**Required task**: Pick out each line in the entries below that contains the string "stag" and copy those lines unchanged.

* * *

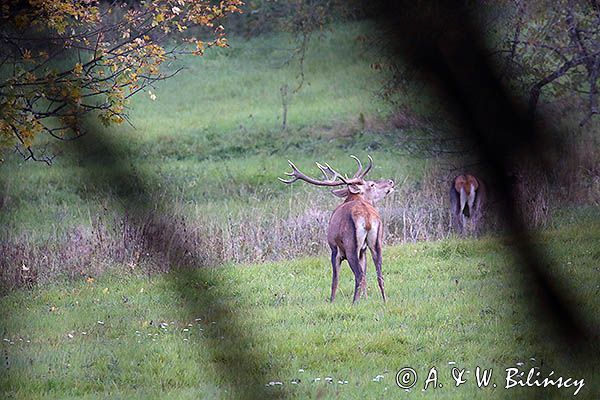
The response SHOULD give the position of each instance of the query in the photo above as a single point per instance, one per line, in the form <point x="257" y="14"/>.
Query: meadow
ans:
<point x="451" y="303"/>
<point x="99" y="321"/>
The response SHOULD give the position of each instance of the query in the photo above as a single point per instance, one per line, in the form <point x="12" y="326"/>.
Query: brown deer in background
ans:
<point x="355" y="224"/>
<point x="467" y="200"/>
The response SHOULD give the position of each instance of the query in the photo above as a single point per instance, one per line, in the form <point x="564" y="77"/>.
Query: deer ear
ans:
<point x="340" y="192"/>
<point x="354" y="189"/>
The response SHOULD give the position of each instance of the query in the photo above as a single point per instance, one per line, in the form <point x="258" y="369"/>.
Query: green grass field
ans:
<point x="450" y="301"/>
<point x="213" y="136"/>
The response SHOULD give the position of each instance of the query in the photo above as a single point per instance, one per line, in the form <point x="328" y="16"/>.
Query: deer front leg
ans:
<point x="336" y="261"/>
<point x="363" y="265"/>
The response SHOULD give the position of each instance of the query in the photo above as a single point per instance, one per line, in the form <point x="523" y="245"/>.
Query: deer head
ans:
<point x="370" y="190"/>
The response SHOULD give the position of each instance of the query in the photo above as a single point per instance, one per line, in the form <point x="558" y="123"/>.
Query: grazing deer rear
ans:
<point x="355" y="224"/>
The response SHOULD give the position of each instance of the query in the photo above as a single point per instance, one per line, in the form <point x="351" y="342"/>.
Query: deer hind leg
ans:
<point x="354" y="262"/>
<point x="336" y="261"/>
<point x="375" y="247"/>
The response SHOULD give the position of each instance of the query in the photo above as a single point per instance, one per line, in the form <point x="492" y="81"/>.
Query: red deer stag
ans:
<point x="467" y="199"/>
<point x="355" y="224"/>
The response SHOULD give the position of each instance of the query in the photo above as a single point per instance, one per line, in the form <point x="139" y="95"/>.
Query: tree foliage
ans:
<point x="63" y="59"/>
<point x="555" y="46"/>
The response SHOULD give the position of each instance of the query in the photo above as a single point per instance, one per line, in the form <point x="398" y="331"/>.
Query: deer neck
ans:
<point x="357" y="197"/>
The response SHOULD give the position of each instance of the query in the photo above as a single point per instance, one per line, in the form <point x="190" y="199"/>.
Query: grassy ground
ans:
<point x="213" y="136"/>
<point x="449" y="302"/>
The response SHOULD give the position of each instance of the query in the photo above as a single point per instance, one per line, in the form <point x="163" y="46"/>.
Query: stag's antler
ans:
<point x="360" y="173"/>
<point x="332" y="177"/>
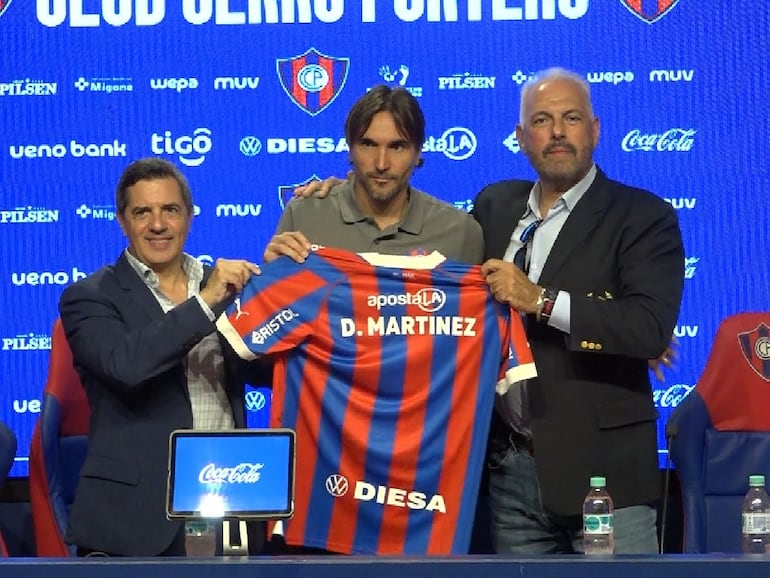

* * *

**Output of the exercise**:
Query: red deer stag
Query: stag's antler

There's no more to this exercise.